* begin DOCUMENT EXCERPT *

To run the application you need to have docker and docker-compose installed. In the main directory (with the docker-compose.yml file) type
docker-compose up --build
After that six components: Zookeper, Kafka, Init-Kafka, Producer, Strams, Consumers should be ready. In your docker terminal you should be able to see the logs. There is no need to install java nor kafka.
Zookeper and Kafka are external components. Init-Kafka provides the means to create initial topics. Our main application consists of three components: Producer, Streams and Consumer.
We expect the end-user to put Clicks and impressions files (parquet) into the mount/upload folder.
The goal of the producer is to periodically read these files, extract the
the user agent and the total number of clicks/impressions information,
and send the data into an input topic, e.g.
key: some user agent-impressions, value: 4
After the messages are successfully sent, the files are moved from the mount/upload to the mounted/uploaded directory, indicating that the producer has processed the data.
Input data are grouped by a key (groupByKey) and by one hour window (windowedBy). Within these groups data are aggregated and the total number of clicks/impressions is being evaluated. Initially zero and increased with each new record (sum of values).
Then there is a window suppression mechanism. Only the last aggregated value is propagated to the output. This effectively allows us to forward only one (last) message per hour.
At the end there is a simple message conversion. The event kind (e.g. impressions) information is moved from the message key to the message value, so that the key contains only the user-agent (as specified in the requirements).
The total number of clicks/impressions is sent to the output topic, e.g.
key: some user agent, value: impressions-10
The only goal of the consumer is monitoring, to quickly find out what messages had arrived to both topics (input-topic and output-topic) and to examine the correctness of the application. The consumer subscribes to these topics and prints the message content to the mount/output/output.txt.

* end DOCUMENT EXCERPT *

[SET EXERCISE A] From the Kafka app description, copy out the passage between "Zookeper and Kafka" and "input topic, e.g.", inclusive.

* begin TASK DATA *

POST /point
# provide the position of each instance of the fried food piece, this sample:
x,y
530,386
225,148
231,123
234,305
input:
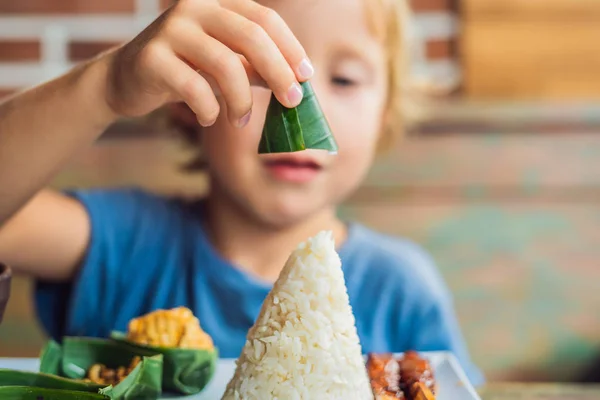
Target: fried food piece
x,y
384,373
102,375
414,369
169,328
419,391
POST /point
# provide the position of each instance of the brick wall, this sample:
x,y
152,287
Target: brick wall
x,y
39,39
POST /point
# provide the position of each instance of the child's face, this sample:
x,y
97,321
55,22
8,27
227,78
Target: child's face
x,y
350,82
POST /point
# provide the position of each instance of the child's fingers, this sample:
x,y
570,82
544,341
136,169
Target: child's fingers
x,y
189,85
223,65
279,31
251,40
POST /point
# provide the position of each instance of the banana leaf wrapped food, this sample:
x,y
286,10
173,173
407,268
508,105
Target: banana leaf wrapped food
x,y
9,377
296,129
36,393
122,373
189,354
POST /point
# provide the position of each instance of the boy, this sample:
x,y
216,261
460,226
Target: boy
x,y
103,257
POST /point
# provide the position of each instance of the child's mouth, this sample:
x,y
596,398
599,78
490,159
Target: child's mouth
x,y
291,169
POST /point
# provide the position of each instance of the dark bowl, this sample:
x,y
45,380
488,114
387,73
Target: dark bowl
x,y
5,277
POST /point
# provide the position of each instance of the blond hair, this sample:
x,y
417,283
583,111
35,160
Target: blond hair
x,y
389,20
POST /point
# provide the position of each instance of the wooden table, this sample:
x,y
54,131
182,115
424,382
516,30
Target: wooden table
x,y
539,391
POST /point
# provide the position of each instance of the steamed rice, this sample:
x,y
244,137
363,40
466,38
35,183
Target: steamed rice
x,y
304,344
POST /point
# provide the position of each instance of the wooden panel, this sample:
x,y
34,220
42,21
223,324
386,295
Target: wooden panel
x,y
440,49
557,10
524,278
431,5
481,162
531,50
11,51
524,63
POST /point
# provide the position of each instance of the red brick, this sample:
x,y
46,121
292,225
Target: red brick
x,y
164,4
432,5
19,51
79,51
441,49
66,6
5,93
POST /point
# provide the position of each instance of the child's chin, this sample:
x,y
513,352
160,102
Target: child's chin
x,y
281,214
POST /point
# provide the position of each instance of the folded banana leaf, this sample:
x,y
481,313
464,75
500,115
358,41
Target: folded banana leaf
x,y
294,129
76,355
35,393
9,377
185,371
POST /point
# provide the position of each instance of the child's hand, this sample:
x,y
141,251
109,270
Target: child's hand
x,y
193,51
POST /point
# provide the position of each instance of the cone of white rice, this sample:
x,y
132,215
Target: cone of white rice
x,y
304,344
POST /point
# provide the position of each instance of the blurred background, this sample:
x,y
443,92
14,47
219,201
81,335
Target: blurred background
x,y
498,176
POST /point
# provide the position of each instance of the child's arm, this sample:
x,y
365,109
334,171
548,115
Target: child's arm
x,y
193,48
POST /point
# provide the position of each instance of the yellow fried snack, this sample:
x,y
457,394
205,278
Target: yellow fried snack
x,y
177,327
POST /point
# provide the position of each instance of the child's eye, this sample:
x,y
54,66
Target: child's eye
x,y
343,81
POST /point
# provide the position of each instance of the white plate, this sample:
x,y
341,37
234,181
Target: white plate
x,y
451,379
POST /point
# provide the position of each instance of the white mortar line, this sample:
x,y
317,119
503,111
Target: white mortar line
x,y
147,8
54,44
436,25
82,27
432,25
26,74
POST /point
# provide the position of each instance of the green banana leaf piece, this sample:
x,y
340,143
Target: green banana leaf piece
x,y
77,355
295,129
35,393
9,377
185,371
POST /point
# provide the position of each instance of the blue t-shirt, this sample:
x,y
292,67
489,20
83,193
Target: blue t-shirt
x,y
148,252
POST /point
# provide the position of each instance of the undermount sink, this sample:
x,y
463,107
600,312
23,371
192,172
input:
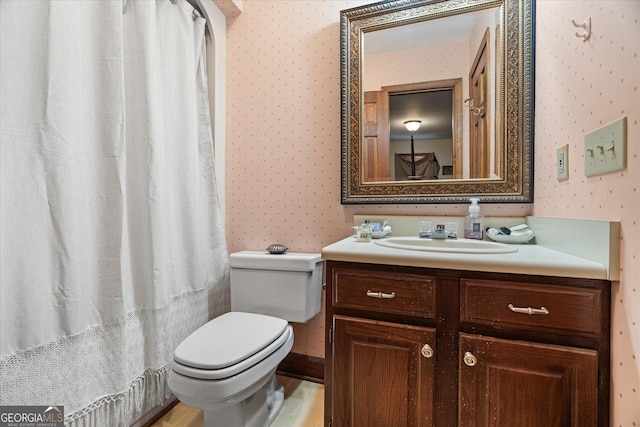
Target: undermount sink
x,y
459,246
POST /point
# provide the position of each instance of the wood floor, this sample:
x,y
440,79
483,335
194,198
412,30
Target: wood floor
x,y
303,407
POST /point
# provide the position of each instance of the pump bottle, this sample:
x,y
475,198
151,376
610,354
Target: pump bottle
x,y
474,222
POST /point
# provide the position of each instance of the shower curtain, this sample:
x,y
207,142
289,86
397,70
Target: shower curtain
x,y
112,244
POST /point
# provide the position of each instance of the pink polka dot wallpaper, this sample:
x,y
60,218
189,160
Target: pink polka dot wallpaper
x,y
283,144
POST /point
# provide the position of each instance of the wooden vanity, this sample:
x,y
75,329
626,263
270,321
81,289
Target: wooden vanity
x,y
424,346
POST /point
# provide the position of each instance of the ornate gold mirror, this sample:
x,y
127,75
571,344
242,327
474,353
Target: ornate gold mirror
x,y
437,101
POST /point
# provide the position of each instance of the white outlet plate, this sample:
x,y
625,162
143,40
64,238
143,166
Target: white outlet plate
x,y
562,165
606,148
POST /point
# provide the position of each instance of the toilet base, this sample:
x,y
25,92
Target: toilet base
x,y
258,410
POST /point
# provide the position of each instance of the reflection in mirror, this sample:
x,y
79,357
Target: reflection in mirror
x,y
463,69
453,48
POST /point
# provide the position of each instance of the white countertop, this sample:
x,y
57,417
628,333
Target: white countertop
x,y
529,259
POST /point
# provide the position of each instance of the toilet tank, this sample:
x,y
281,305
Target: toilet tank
x,y
288,286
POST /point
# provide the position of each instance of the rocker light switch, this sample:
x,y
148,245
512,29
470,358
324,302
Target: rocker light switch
x,y
606,148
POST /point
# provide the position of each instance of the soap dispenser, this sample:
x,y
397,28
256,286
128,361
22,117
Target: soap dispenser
x,y
474,222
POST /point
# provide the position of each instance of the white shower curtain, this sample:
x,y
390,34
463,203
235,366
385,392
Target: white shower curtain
x,y
112,245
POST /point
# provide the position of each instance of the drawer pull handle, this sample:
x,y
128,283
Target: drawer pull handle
x,y
380,295
469,359
528,310
427,351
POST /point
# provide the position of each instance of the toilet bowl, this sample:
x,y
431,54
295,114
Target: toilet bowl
x,y
226,368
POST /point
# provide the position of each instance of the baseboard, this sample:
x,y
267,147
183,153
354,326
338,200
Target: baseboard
x,y
302,366
161,413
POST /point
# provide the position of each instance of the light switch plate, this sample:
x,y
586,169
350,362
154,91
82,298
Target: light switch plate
x,y
606,148
562,165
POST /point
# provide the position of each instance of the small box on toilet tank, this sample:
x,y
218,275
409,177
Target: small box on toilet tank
x,y
288,286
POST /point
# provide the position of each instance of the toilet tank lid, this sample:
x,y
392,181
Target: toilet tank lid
x,y
263,260
228,339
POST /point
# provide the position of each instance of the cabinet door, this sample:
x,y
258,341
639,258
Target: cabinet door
x,y
383,374
518,383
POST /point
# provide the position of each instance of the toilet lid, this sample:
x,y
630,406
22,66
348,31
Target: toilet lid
x,y
228,340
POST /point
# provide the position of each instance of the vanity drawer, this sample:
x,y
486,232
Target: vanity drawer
x,y
531,306
382,291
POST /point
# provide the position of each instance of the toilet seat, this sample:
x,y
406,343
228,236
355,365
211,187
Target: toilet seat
x,y
230,344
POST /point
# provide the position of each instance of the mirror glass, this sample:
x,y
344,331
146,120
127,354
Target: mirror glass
x,y
461,73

* end TASK DATA *

[SET EXERCISE B] Pull out every line of the records that contains the string "shirt".

[EXPECTED OUTPUT A]
Zookeper and Kafka are external components. Init-Kafka provides the means to create initial topics. Our main application consists of three components: Producer, Streams and Consumer.
We expect the end-user to put Clicks and impressions files (parquet) into the mount/upload folder.
The goal of the producer is to periodically read these files, extract the
the user agent and the total number of clicks/impressions information,
and send the data into an input topic, e.g.

[EXPECTED OUTPUT B]
# provide the position of each instance of the blue t-shirt, this sample:
Target: blue t-shirt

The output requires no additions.